ИСХОДНЫЙ ТЕКСТ:
Картография контекстов - повод для личной переписки
Предисловие к книге Игоря Вишневецкого «Воздушная почта»

Илья Кукулин
Воздушная почта
М.: Новое литературное обозрение, 2001
Досье: Игорь Вишневецкий
        Живущий в США Игорь Вишневецкий не считает себя эмигрантом. Его существование – что-то среднее между диаспорой (в буквальном греческом смысле – «рассеяние») и отъездом выросшего сына из дома: он оказался в некотором другом месте, которое для него тоже дом. То, что он испытывает по дому – не совсем ностальгия. Скорее, он начинает понимать, что дом – только одно из мест в мире (хотя и особенное) и что родины, дома у него в некотором смысле не только нет, но и изначально не было. Потому что дому предшествовала история.

ПОСТАВЛЕННАЯ ЗАДАЧА 1: Какие строки ниже содержат слово «shoulder»? Выпишите их все с учетом регистра.

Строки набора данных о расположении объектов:
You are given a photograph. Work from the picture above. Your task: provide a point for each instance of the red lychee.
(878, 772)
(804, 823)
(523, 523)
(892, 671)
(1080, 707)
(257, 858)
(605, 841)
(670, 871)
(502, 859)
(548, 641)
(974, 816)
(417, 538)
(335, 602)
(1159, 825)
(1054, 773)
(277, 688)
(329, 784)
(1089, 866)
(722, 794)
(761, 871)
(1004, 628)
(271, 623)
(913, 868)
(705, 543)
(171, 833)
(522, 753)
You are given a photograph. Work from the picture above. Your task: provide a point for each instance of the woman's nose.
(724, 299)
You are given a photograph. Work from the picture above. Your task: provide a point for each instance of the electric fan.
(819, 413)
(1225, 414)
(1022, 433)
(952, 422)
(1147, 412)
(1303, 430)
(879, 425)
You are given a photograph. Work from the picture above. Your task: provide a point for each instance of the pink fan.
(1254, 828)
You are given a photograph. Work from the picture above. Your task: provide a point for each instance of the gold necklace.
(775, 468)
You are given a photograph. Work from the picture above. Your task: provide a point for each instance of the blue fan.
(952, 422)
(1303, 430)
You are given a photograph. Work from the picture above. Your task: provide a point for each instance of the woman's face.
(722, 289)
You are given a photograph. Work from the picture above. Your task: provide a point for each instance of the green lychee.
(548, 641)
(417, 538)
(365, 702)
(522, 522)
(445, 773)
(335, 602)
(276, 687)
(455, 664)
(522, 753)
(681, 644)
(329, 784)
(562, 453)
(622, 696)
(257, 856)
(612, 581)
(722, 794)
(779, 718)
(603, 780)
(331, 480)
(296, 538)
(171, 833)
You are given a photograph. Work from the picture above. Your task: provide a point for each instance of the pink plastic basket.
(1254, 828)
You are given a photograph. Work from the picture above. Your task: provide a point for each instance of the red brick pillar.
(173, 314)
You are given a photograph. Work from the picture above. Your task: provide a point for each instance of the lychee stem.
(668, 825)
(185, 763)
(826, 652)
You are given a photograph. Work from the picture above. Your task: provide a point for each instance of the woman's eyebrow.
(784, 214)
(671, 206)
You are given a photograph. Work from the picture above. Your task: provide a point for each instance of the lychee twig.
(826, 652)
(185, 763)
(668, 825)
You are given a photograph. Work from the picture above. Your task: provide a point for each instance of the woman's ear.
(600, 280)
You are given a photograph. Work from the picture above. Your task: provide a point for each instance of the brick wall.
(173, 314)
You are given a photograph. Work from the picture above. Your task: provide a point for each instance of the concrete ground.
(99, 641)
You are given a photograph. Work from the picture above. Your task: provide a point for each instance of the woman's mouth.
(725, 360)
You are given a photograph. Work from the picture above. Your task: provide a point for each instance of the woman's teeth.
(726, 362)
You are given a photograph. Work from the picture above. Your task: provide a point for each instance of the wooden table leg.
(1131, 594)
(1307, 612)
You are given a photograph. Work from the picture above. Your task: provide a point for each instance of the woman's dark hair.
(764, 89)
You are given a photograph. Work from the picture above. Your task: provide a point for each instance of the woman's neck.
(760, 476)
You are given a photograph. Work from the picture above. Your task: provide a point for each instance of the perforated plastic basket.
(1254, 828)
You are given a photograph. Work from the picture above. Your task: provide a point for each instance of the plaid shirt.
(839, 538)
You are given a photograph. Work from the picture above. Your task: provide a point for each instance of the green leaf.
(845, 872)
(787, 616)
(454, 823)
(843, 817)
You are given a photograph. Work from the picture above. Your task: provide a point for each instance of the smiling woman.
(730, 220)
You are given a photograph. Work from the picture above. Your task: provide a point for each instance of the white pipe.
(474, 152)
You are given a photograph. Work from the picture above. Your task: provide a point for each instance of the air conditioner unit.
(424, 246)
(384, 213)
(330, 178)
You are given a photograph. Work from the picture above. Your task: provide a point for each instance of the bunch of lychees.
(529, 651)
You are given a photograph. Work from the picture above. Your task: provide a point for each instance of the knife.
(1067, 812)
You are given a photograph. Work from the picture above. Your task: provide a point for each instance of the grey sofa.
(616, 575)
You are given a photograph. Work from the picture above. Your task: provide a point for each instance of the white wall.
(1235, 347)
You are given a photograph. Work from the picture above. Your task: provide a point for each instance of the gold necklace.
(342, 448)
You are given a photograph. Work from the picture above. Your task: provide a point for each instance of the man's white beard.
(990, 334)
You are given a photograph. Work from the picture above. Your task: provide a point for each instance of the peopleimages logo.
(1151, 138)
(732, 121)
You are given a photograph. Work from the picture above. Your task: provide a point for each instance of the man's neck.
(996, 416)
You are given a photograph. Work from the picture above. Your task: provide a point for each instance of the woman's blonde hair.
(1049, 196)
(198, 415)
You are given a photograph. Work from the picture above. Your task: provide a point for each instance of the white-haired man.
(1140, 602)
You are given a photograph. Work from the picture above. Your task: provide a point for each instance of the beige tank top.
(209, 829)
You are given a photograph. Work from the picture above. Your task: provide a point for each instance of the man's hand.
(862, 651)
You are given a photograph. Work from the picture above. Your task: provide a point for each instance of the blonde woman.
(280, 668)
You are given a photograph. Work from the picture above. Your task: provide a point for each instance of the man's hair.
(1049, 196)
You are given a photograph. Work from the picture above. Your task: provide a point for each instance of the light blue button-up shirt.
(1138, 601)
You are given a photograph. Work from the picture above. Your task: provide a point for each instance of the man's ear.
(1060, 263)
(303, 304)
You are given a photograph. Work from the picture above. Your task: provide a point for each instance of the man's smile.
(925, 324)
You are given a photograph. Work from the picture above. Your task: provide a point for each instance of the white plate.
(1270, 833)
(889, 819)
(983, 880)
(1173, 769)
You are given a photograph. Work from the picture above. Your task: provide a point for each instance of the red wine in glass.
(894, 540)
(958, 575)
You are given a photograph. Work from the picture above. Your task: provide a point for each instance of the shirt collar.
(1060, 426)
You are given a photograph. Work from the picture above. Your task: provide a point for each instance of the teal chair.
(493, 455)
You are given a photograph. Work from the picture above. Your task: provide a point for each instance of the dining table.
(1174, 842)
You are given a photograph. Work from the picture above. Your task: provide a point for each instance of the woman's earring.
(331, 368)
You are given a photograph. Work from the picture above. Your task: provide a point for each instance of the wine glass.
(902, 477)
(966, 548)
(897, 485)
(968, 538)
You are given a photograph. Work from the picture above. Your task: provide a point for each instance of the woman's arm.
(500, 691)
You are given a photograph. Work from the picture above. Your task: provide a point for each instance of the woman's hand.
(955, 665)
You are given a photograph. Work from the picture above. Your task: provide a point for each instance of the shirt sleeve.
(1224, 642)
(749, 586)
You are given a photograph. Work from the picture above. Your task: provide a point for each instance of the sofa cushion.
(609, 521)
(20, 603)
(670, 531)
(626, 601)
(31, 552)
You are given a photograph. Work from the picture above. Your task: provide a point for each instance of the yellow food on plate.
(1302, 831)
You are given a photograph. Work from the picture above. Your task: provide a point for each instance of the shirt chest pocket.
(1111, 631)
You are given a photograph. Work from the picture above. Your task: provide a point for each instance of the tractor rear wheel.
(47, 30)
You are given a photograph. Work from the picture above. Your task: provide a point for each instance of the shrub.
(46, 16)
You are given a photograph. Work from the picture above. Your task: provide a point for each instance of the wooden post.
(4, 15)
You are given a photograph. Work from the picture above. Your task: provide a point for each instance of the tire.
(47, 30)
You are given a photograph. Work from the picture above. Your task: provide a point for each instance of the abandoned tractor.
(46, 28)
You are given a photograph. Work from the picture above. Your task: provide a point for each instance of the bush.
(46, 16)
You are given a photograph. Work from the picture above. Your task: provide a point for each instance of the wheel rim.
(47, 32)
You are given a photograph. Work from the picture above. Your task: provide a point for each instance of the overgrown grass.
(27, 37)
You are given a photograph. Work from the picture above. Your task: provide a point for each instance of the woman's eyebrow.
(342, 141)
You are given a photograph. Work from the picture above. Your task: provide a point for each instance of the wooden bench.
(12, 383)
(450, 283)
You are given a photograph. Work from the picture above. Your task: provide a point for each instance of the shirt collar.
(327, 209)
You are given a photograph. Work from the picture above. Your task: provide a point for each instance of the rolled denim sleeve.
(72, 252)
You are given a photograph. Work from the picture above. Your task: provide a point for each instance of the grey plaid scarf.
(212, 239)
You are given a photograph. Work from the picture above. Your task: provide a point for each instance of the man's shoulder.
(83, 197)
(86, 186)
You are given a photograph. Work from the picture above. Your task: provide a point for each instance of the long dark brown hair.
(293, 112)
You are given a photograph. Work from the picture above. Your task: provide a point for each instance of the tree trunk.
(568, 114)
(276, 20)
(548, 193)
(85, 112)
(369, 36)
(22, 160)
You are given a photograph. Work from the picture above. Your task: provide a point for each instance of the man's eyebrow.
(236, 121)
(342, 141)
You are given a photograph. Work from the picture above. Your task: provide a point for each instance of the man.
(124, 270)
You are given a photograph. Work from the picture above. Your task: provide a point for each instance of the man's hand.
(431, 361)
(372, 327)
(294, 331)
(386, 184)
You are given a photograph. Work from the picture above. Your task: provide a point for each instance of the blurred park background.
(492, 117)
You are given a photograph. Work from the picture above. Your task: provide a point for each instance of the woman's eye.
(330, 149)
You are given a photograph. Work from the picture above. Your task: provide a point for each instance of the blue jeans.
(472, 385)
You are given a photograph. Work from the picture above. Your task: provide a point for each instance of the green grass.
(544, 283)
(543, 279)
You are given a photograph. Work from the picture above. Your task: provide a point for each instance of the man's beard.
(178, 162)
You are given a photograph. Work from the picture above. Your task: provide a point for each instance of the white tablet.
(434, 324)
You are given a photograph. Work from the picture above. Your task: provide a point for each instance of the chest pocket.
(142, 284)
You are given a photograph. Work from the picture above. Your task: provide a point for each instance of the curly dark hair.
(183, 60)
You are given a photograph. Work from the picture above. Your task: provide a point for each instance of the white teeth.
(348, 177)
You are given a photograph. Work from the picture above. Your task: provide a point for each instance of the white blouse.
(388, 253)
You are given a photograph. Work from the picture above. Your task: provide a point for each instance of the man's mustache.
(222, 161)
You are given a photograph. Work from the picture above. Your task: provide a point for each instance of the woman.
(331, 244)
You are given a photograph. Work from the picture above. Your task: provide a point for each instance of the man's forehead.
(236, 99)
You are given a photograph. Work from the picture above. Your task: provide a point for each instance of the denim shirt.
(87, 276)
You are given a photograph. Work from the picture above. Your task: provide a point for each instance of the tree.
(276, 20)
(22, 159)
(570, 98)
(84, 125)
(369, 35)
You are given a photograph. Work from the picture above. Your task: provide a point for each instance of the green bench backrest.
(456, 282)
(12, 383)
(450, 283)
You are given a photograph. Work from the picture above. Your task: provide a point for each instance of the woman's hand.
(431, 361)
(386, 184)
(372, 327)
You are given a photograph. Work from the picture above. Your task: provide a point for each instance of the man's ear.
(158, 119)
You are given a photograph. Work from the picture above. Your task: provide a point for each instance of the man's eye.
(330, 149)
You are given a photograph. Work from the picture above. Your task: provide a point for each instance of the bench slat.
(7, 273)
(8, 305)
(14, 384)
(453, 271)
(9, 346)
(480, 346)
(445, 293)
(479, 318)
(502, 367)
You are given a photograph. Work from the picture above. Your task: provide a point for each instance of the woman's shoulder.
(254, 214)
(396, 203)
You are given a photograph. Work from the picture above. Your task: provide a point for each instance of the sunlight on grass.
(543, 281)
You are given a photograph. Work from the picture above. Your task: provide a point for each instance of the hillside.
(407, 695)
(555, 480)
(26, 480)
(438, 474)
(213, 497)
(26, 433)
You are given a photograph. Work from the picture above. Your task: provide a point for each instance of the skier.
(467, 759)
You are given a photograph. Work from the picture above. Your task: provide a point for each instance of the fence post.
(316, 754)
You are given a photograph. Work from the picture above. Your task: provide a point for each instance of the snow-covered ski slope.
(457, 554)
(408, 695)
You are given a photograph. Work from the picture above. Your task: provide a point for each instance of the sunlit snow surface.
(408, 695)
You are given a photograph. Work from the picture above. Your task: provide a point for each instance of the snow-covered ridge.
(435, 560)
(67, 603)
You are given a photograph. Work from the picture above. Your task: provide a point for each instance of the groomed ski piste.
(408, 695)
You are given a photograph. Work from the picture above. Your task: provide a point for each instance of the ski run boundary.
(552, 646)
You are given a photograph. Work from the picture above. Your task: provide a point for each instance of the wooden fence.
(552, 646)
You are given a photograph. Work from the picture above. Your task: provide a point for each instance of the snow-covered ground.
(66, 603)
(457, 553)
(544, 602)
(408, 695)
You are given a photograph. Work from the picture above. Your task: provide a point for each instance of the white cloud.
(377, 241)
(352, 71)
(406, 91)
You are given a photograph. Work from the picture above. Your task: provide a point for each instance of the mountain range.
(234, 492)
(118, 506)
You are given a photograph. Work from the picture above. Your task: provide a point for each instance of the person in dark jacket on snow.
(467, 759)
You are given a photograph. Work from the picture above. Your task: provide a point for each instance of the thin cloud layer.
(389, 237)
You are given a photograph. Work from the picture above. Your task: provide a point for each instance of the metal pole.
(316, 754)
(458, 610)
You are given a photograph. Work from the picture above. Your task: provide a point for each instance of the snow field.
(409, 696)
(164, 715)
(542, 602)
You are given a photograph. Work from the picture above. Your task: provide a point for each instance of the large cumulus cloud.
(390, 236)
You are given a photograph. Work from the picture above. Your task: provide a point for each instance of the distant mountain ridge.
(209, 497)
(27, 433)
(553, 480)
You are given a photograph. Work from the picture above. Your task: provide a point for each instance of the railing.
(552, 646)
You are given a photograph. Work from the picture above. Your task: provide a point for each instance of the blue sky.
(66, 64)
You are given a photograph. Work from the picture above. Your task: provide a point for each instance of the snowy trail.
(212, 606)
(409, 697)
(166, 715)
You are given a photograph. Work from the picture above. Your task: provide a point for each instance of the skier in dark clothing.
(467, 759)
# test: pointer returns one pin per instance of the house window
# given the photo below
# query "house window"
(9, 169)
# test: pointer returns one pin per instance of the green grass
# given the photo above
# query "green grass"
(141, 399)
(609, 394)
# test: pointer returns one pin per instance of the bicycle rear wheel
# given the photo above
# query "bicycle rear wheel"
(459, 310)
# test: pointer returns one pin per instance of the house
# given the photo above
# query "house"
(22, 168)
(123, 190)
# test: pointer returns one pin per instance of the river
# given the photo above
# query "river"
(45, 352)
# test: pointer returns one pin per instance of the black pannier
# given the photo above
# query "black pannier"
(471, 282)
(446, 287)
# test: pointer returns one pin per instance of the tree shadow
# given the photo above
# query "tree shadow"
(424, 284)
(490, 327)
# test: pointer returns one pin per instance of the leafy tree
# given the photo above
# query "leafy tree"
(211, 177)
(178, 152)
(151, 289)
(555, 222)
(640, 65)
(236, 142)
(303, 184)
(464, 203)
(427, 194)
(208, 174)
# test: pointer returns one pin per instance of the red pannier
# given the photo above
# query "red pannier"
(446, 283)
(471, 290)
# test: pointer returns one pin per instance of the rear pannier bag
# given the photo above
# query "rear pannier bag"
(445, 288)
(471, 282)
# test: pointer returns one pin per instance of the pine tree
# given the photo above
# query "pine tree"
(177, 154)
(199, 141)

ПОСТАВЛЕННАЯ ЗАДАЧА 2: Какие выходные данные книги «Воздушная почта» указаны в предисловии?

РЕЗУЛЬТАТ ВЫПОЛНЕНИЯ 1:
You are given a photograph. Work from the picture above. Your task: provide a point for each instance of the man's shoulder.
You are given a photograph. Work from the picture above. Your task: provide a point for each instance of the woman's shoulder.

РЕЗУЛЬТАТ ВЫПОЛНЕНИЯ 2:
- М.
- Новое литературное обозрение
- 2001